§ **Textauszug**:
▶

Bild: Die Große Synagoge in Erfurt wurde 1938 zerstört: hier ein Modell von 2…
Die Synagoge in Erfurt ist ein unscheinbarer Bau. Zwei Etagen, über dem
Eingang ein Davidstern, schmale Fenster. Man könnte sie glatt übersehen,
neben dem elfgeschossigen Wohnblock.
Dennoch ist diese Synagoge besonders. Sie ist die einzige heute genutzte
Synagoge in Thüringen. Und sie ist die einzige, die nach dem Holocaust auf
dem Gebiet der DDR neu gebaut wurde. Sie steht heute da, wo bis 1938 die
prunkvolle Große Synagoge von Erfurt stand. Die Nazis hatten sie am 9.
November 1938 geplündert, zerstört und angezündet.
Man könnte meinen, dass wenige Ereignisse so gut erforscht sind wie die
Novemberpogrome der Nazis. Die Synagoge in Erfurt erzählt eine andere
Geschichte.
An einem kalten Tag Ende Mai steht Tom Fleischhauer vor der Erfurter
Synagoge und bewundert ihre neueste Attraktion: ein Tastmodell der alten
Großen Synagoge, die die Nazis zerstörten. Ein 3D-Drucker hat es gedruckt,
68 mal kleiner als die Synagoge ursprünglich war. Feine Davidsterne
schmücken die Modellfenster.
## Beschwerden, Drohungen, Anzeigen
Tom Fleischhauer ist Geschichtslehrer in Jena. Einer, für den Geschichte
mehr ist als ein Unterrichtsfach. In den Sommerferien bietet er für seine
Schüler:innen einen dreitägigen Extra-Ausflug in die KZ-Gedenkstätte
Buchenwald an, weil er findet, dass der dafür vorgesehene eine Tag nicht
reicht.
In seiner Freizeit schreibt er Aufsätze zur Regionalgeschichte. Seine
Forschung baut er in den Unterricht ein. „Ich will, dass meine Schüler
verstehen, dass das Dritte Reich nicht weit weg war. Es waren auch die
Menschen aus Erfurt und Jena, die den Holocaust voran getrieben haben.“
Fleischhauer hat zusammen mit der ehemaligen Leiterin des Erfurter
Stadtarchivs, Antje Bauer, die Nacht vom 9. November 1938 in Erfurt
rekonstruiert. Dabei haben die beiden Historiker:innen einen
Beteiligten in den Fokus gerückt, von dem bisher niemand wusste: Georg
Beuchel. Beuchel führte in den 1930er Jahren das größte Autohaus in
Thüringen. In der Pogromnacht 1938 hat er Benzin besorgt und zur Synagoge
gebracht, die in der Nacht ausgebrannt ist.

◀

§ **Gespeicherte Daten**:
▶

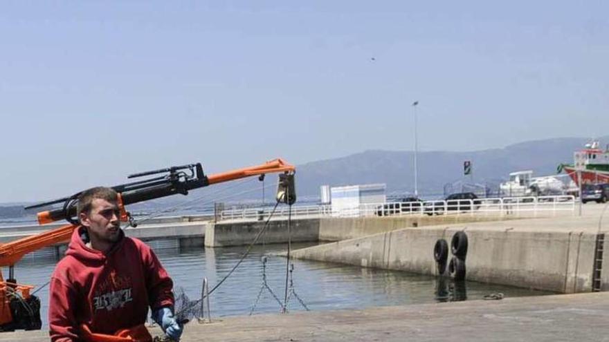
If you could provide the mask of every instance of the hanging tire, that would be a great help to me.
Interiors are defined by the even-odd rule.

◀
▶

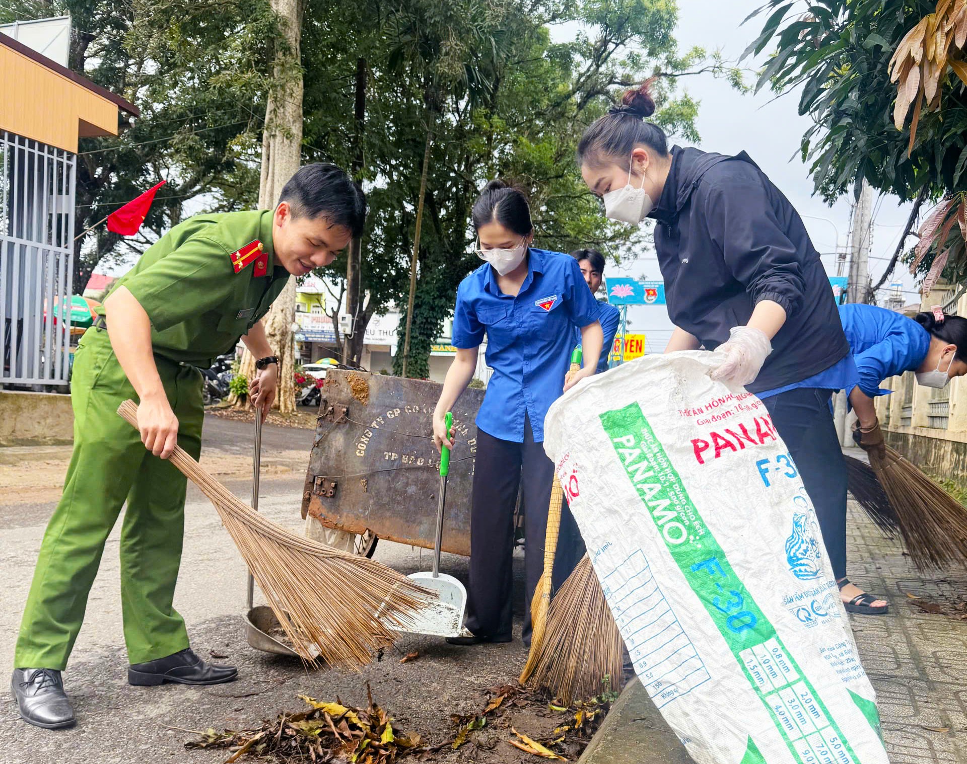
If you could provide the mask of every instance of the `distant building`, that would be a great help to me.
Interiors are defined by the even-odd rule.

◀
▶

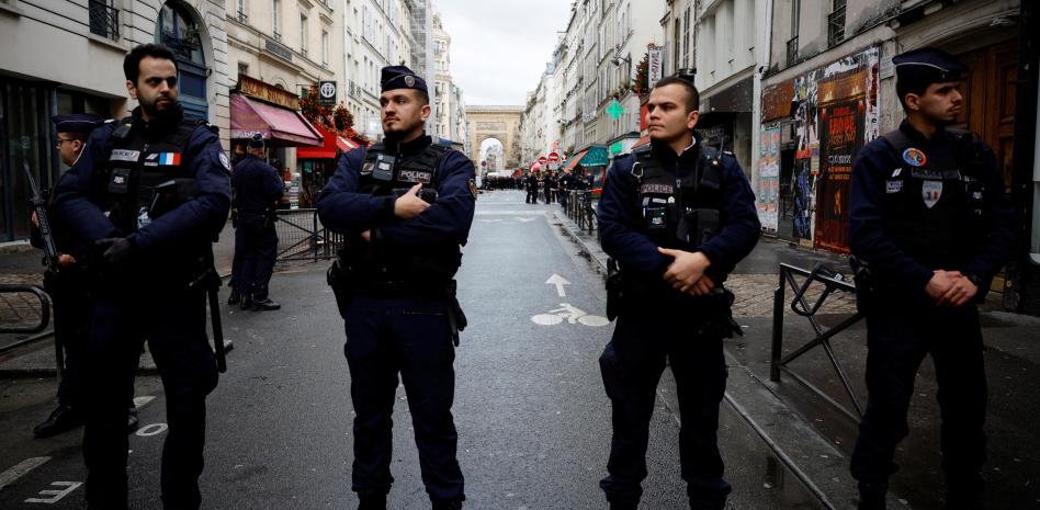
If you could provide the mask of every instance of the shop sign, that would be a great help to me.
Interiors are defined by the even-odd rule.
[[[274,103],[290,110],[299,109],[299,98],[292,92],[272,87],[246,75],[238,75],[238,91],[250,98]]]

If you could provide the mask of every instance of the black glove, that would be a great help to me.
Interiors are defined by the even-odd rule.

◀

Was führte Georg Beuchel laut dem Textauszug über die Erfurter Synagoge in den 1930er Jahren?

Er führte das größte Autohaus in Thüringen.